# [Kumpulan Soal Latihan]
a) Jawablah pertanyaan berikut berdasarkan teks tentang literasi masyarakat desa.
(i) Melalui apa ekonomi lokal di desa mulai berkembang?
(ii) Berapa jumlah perpustakaan desa yang dicatat Perpustakaan Nasional RI pada 2017?
(iii) Pada waktu luang, kegiatan apa yang lebih disukai masyarakat desa ketimbang membaca buku?
b) Tulislah lanjutan teks tentang literasi masyarakat desa mulai dari kalimat terakhirnya.

# [Teks Bacaan]
----

Tingginya tingkat literasi (baca-tulis) masyarakat berpengaruh pada kesejahteraan hidupnya. Dengan banyak membaca, pola pikir masyarakat menjadi maju dan keluar dari zona kemiskinan menuju kehidupan yang sejahtera. Maka itu, untuk menyejahterakan masyarakat desa harus melakukan upaya perbaikan terhadap tingkat literasinya.
Kita tahu sejak digelontorkan dana desa, kehidupan di desa mengalami kemajuan. Jalan sudah beraspal, di gang kecil pavingisasi mempermudah mobilisasi orang dan barang. Ekonomi lokal mulai berkembang lewat BUMDes. Saat kemarau begini petani sudah tak mengeluh kekurangan air karena adanya irigasi dan bendungan.
Berbagai kemajuan itu sayangnya belum diimbangi dengan budaya membaca yang tinggi. Minat baca masyarakat desa masih rendah tak sepenuhnya salah mereka, tapi negaralah yang gagal membuat warga desa kurang suka membaca.
Minat baca itu sangat dipengaruhi akses buku. Negara belum maksimal berupaya mendekatkan buku kepada rakyat. Perpustakaan dibangun megah hanya berada di kota. Pemerintah belum memasifkan pembangunan perpustakaan desa. Perpustakaan Nasional RI mencatat masih ada 24 ribu perpustakaan desa pada 2017. Tentu jumlah perpustakaan harus setara dengan jumlah desa yakni 74.957 desa.
Minimnya akses mendapatkan buku membuat masyarakat desa belum tercerahkan tentang manfaat membaca. Katanya, membaca tak bisa membuat kaya kalau kita tak bekerja. Alhasil, mereka lebih sibuk bekerja.
Pada waktu luang, mereka lebih suka melihat televisi ketimbang berdiam sambil baca buku. Ini sarana hiburan mereka. Selain untuk mengetahui informasi yang ada di negeri ini. Menurut sebagian dari mereka, yang rajin baca buku biarlah anak-anak mereka yang masih sekolah. Agar anak bisa pintar, kelak jadi orang sukses.

----

# [Daftar Data]
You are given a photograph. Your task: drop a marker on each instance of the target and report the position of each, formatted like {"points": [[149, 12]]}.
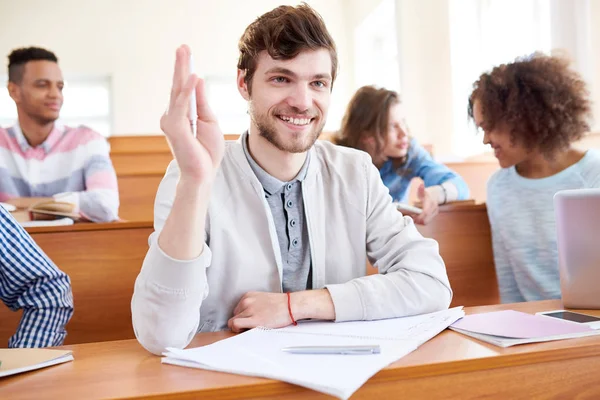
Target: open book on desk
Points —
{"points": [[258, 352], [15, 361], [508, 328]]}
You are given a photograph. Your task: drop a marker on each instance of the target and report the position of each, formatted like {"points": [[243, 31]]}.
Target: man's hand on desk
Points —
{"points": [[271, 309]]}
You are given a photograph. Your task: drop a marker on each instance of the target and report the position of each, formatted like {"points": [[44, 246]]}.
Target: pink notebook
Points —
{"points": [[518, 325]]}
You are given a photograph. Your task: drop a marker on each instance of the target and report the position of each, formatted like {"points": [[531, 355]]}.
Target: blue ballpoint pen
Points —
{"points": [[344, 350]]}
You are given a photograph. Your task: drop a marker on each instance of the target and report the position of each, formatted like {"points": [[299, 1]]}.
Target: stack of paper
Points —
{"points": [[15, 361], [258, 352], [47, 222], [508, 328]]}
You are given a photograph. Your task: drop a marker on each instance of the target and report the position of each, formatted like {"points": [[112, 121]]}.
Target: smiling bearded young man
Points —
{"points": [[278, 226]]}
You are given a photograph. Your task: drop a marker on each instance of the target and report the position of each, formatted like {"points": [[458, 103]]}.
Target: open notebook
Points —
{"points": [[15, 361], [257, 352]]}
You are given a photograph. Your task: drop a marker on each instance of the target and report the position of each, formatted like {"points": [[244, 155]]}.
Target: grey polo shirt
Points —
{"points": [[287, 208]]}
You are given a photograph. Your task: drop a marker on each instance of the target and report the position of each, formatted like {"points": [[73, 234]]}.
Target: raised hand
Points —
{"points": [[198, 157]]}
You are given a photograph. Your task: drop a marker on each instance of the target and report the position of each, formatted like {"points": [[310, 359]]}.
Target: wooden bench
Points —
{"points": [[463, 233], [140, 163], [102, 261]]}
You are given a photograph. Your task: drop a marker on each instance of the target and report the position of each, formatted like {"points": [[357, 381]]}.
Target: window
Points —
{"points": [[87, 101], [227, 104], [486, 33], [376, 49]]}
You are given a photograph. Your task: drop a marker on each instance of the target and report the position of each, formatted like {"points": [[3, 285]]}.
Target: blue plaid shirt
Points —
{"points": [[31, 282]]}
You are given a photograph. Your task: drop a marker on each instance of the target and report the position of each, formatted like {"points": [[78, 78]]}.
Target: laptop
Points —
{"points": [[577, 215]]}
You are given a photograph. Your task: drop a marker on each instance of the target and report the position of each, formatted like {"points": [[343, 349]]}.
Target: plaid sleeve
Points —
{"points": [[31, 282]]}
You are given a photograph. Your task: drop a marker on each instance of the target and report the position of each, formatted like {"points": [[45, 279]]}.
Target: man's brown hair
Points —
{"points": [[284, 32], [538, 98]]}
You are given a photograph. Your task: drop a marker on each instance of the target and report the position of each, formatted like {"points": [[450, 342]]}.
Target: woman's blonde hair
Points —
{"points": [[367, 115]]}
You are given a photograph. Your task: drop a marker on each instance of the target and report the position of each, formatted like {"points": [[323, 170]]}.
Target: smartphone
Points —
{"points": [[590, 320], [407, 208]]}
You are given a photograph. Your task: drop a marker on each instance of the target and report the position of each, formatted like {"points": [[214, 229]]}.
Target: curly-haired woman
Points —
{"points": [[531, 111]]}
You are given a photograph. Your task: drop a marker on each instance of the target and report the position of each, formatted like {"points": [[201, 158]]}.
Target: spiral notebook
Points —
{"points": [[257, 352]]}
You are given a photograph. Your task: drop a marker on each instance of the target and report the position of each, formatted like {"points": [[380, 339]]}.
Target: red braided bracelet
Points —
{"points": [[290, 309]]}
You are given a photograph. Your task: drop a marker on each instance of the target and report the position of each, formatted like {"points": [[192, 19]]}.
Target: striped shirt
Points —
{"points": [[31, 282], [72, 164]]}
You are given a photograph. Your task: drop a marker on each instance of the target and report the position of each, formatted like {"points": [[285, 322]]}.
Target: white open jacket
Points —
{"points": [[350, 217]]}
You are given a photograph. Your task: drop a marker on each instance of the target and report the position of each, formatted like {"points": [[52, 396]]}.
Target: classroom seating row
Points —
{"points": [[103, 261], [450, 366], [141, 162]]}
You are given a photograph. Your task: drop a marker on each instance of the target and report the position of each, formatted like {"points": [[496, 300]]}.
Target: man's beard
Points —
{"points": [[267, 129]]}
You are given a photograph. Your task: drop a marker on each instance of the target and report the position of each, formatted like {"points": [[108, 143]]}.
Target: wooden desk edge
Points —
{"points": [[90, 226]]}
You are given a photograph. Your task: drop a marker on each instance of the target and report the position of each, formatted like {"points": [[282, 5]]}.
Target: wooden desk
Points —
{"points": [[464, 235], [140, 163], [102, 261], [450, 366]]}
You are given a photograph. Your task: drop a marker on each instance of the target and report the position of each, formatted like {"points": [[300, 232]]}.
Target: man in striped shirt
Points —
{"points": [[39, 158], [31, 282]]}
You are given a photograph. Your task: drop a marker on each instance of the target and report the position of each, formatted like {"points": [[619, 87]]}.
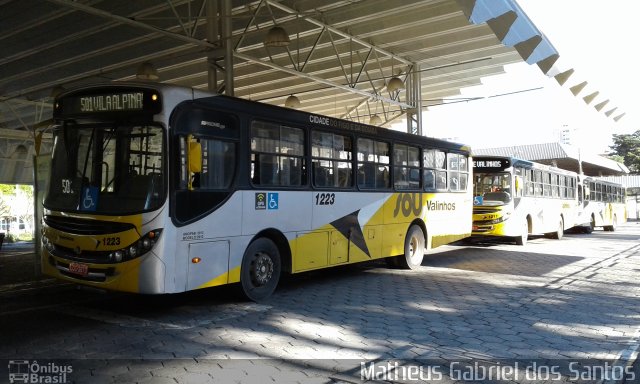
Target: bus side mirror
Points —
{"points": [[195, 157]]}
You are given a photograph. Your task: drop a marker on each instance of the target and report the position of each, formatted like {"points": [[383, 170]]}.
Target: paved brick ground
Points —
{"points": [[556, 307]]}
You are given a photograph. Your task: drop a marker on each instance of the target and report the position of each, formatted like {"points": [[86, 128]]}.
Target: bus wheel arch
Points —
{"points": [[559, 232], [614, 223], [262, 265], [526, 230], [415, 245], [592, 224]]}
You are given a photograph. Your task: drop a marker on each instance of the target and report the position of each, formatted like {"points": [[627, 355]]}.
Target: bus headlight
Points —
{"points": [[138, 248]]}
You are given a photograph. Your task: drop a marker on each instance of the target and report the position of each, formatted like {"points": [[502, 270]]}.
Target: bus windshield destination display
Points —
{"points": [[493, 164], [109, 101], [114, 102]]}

----

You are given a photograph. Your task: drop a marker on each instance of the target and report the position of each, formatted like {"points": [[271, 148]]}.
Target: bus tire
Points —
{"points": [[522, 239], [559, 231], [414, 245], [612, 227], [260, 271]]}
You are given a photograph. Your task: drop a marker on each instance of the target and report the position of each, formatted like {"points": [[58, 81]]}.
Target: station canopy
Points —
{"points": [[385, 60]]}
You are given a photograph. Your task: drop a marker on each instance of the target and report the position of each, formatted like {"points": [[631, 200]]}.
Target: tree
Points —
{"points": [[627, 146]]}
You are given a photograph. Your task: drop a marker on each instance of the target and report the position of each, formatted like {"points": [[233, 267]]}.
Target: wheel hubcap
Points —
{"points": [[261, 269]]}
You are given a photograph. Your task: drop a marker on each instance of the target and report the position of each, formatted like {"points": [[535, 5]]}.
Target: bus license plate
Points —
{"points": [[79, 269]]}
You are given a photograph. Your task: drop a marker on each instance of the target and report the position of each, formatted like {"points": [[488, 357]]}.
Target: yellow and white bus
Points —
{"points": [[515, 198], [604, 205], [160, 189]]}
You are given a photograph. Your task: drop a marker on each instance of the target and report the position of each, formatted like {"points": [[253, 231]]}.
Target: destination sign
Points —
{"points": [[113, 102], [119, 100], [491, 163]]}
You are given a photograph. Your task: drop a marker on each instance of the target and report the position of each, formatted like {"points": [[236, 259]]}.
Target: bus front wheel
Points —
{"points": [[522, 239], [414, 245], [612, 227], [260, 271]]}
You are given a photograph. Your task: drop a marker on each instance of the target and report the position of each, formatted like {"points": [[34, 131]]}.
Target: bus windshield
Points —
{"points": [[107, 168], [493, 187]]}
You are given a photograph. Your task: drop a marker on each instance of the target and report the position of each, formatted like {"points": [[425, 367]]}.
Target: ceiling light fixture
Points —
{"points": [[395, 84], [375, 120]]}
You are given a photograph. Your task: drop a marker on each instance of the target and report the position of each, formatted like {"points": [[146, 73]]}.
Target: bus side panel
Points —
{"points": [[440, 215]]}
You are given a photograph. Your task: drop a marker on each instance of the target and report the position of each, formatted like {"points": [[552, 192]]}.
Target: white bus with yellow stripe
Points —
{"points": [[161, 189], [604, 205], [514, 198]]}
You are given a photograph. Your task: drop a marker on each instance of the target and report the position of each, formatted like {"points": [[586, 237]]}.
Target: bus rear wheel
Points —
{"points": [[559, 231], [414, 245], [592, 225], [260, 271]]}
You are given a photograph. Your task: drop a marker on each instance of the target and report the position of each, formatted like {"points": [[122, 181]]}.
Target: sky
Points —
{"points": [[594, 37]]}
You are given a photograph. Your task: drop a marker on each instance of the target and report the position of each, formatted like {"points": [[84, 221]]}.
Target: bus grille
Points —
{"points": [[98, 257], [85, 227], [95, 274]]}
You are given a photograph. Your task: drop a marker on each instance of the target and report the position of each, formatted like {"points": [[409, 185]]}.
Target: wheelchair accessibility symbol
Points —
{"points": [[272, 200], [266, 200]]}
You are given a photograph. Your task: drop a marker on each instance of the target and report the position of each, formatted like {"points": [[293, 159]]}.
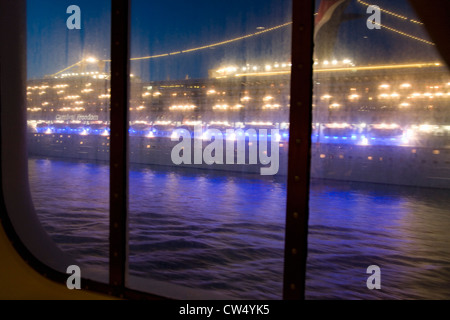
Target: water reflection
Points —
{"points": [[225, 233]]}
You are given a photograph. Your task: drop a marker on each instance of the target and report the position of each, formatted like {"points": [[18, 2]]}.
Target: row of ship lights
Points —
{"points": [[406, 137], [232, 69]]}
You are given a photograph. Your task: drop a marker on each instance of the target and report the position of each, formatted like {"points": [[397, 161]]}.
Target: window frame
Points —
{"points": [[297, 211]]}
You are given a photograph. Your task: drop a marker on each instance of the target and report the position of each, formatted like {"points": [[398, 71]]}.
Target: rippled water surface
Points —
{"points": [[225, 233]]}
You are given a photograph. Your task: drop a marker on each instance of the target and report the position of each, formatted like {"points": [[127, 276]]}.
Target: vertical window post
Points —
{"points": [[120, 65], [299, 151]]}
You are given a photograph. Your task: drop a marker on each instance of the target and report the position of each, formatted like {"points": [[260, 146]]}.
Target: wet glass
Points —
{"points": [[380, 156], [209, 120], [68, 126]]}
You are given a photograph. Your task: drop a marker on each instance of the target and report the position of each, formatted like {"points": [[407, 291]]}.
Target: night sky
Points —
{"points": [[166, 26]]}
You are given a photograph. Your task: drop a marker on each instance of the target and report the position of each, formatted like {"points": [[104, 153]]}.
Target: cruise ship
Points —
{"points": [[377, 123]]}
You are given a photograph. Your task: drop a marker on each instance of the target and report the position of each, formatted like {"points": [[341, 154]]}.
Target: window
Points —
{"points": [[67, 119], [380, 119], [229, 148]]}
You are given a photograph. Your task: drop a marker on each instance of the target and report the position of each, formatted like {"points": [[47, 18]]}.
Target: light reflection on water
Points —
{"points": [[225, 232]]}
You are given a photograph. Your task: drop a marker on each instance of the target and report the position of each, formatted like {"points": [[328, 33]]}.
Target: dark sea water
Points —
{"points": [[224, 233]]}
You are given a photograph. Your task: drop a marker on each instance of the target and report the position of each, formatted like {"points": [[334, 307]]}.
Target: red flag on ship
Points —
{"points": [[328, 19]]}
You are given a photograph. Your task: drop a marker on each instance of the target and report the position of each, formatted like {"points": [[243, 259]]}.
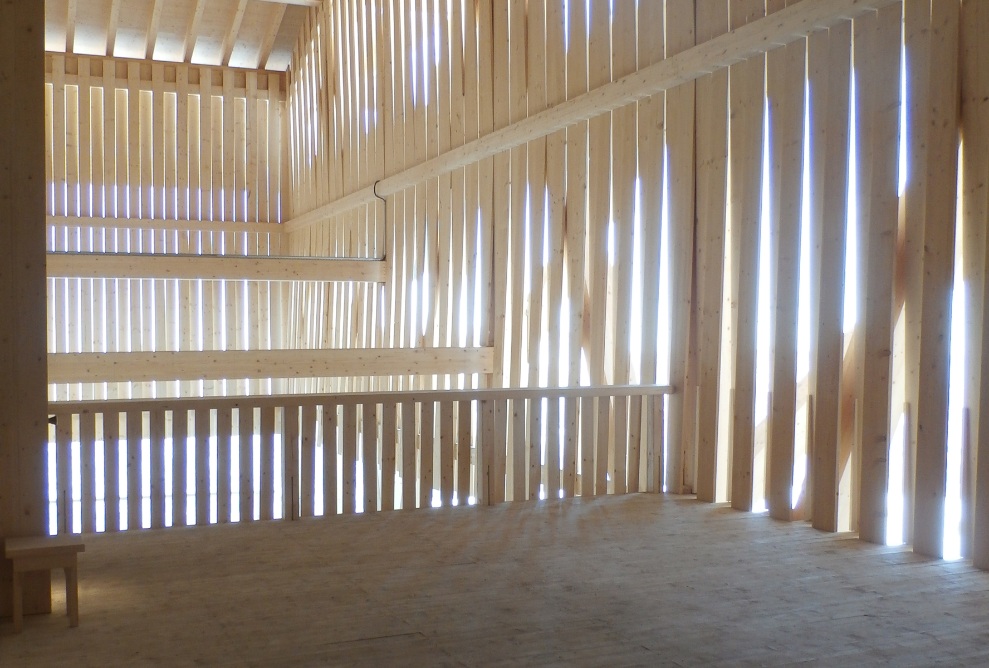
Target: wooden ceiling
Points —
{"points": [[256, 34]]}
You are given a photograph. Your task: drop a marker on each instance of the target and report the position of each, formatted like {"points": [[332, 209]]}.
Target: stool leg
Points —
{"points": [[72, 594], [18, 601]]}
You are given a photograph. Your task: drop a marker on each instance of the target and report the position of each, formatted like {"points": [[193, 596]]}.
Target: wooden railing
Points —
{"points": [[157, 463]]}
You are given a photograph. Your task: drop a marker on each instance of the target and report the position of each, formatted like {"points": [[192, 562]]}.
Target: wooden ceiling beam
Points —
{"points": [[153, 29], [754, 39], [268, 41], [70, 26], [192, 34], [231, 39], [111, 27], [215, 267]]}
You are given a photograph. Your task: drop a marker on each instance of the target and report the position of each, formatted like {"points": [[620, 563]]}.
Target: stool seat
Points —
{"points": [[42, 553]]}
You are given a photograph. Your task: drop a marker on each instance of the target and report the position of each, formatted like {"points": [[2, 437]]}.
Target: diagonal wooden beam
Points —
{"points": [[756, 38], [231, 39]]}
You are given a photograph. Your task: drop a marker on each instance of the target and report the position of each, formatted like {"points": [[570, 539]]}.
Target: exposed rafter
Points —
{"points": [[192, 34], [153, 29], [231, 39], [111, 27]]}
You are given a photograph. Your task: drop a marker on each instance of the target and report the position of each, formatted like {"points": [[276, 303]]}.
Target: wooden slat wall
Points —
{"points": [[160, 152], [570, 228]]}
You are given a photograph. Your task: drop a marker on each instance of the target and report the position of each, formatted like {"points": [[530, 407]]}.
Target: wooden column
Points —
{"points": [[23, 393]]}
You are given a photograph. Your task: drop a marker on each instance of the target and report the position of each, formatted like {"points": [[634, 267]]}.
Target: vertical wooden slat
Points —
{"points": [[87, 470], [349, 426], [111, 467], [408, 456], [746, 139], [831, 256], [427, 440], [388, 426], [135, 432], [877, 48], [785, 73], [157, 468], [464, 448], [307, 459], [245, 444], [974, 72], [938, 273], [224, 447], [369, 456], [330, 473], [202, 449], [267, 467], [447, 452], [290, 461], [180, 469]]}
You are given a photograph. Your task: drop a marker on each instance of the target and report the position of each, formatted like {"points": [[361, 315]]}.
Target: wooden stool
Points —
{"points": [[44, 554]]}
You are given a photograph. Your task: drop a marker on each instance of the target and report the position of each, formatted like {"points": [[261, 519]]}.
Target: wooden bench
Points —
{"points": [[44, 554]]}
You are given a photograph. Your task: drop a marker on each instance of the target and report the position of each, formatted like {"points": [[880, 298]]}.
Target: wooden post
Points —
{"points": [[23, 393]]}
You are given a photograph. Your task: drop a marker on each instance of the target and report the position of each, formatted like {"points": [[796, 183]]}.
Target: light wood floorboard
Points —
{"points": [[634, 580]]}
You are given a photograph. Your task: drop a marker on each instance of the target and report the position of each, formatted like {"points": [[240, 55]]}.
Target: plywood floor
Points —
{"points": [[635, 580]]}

----

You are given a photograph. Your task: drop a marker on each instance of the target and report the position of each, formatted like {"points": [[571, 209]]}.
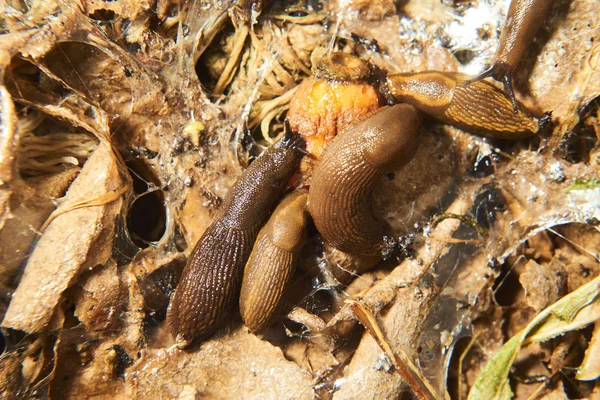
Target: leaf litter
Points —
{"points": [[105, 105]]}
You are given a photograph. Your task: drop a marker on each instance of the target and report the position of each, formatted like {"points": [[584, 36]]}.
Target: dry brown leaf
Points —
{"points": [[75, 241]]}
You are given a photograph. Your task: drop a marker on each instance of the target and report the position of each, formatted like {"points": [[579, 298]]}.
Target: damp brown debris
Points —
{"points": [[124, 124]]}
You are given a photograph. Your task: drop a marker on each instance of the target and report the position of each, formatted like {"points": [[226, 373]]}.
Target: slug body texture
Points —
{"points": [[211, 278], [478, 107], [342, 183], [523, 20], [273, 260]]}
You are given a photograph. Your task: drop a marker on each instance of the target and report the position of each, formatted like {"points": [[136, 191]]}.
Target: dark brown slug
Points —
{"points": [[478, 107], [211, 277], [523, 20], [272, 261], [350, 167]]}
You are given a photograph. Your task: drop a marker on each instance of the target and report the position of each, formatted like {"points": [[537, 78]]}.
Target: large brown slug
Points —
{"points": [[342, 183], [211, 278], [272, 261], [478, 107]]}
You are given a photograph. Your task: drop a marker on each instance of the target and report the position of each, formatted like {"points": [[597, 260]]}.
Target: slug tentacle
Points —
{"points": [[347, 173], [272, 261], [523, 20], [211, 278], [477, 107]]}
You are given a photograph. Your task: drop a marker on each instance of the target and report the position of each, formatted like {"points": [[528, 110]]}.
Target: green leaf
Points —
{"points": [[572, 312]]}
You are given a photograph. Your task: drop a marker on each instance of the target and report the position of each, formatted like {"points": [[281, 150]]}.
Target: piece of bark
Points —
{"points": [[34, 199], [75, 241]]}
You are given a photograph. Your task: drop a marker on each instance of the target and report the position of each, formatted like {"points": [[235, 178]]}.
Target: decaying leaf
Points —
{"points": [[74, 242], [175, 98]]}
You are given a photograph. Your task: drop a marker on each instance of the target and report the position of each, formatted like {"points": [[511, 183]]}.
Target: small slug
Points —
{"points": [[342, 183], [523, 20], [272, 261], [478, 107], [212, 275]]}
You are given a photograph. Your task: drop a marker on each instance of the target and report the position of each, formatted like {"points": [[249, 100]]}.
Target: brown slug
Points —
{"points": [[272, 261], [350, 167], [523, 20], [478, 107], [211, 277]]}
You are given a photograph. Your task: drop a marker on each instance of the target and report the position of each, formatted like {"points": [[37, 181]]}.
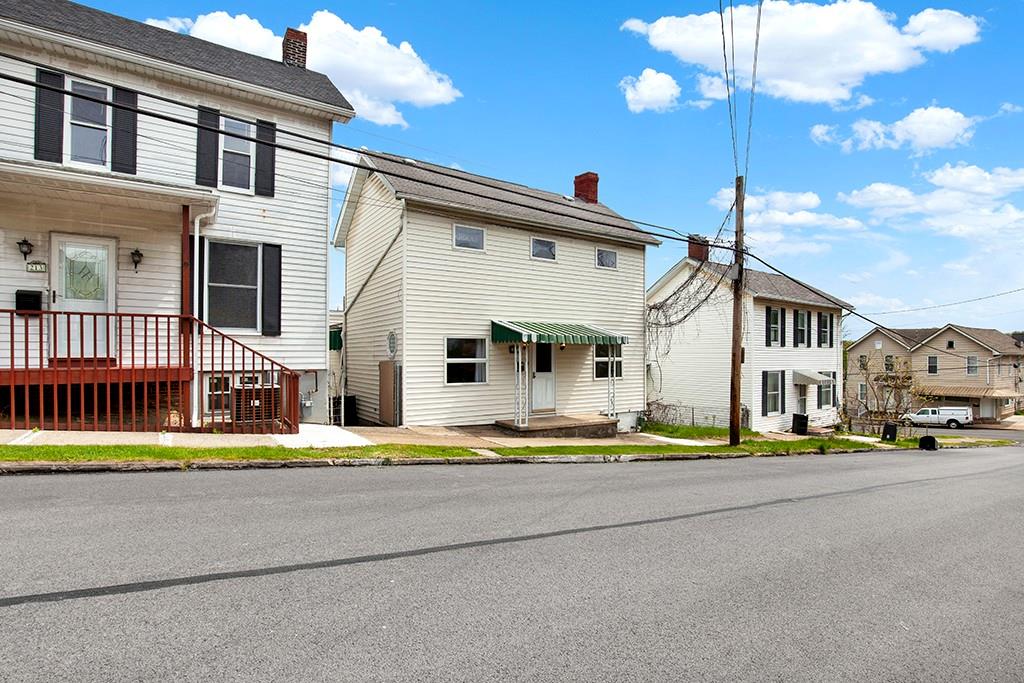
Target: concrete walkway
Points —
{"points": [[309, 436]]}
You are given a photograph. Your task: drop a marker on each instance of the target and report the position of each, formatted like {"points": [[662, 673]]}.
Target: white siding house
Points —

----

# [Kunci Jawaban Latihan]
a)
(i) Melalui BUMDes.
(ii) Masih ada 24 ribu perpustakaan desa.
(iii) Melihat televisi.

b)
Namun sayangnya, anak-anak juga tak gandrung membaca. Ini tak lepas dari sistem pendidikan kita yang mengedepankan kognitif. Pembelajaran diarahkan untuk sukses ujian nasional (UN). Kegiatan selain UN menjadi terabaikan. Tak ayal bila Gerakan Literasi Sekolah tak ubahnya hangat-hangat tahi ayam, kini mulai surut.
Berikan Akses
Rendahnya tingkat literasi masyarakat desa bukan kondisi yang lahir dari ruang hampa. Tak lain karena gagalnya negara menjalankan fungsi mencerdaskan kehidupan bangsa. Negara yang salah, tapi kenapa justru rakyat dikambinghitamkan?
Kalau sekarang negara ingin warganya suka membaca. Ya, berikan akses selebar-lebarnya ketersediaan buku bagi masyarakat. Bangunkan perpustakaan, taman baca, dan sebagainya di desa. Perbanyak peredaran buku di tengah-tengah masyarakat kita.
Pemerintah desa punya andil besar mengajak warganya untuk gemar membaca. Dana desa sangat bisa dialokasikan untuk pembangunan perpustakaan desa. Penuhi perpustakaan dengan koleksi buku yang mendukung pekerjaan masyarakat.
Lalu, pemerintah desa membuat program gerakan membaca sebagai kelanjutan dari gerakan literasi nasional. Jika hanya menunggu kesadaran masyarakat, mbok sampai kapan pun gerakan membaca juga tak akan terlaksana. Jadi, program gerakan membaca harus tertuang dalam peraturan desa yang dibuat bersama antara pemerintah desa dengan masyarakat.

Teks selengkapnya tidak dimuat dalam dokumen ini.